[START OF Data entries]
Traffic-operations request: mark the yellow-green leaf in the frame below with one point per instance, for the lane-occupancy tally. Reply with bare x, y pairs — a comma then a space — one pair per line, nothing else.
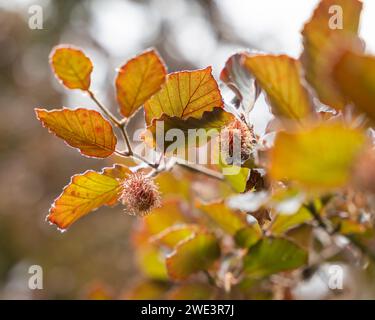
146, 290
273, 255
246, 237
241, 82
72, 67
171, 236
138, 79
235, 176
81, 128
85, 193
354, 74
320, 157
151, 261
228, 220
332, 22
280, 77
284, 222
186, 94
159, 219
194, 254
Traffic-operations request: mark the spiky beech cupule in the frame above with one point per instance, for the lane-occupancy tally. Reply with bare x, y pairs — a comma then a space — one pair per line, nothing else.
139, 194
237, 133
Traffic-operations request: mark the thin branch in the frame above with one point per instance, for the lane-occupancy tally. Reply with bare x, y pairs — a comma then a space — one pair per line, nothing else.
[END OF Data entries]
• Task details:
Copy all of the records above word for word, in their original order, and leave out the picture.

• Full solution:
Traffic-operations request: mark the yellow-green leaf in the frame below with one point per instance, for the lane-occupancy tally. Reply with bare x, y pairs — a comma then a space — one pair per line, nothing else.
146, 290
273, 255
246, 237
241, 82
72, 67
171, 236
138, 79
235, 176
81, 128
85, 193
354, 74
320, 157
151, 261
228, 220
332, 22
280, 77
284, 222
186, 94
159, 219
194, 254
Traffic-operations request: mark the spiky beech cupule in the frame above with one point per instance, for the lane-occupancy tally. Reply with bare x, y pairs — a comma then a space — one pair per line, nothing else.
139, 194
237, 133
Traffic-operations request: mark the thin branch in the frame above with one point per instance, for the lane-occupancy tally. Reply with bare x, y pairs — a comma then a space — one pair per line, nothing else.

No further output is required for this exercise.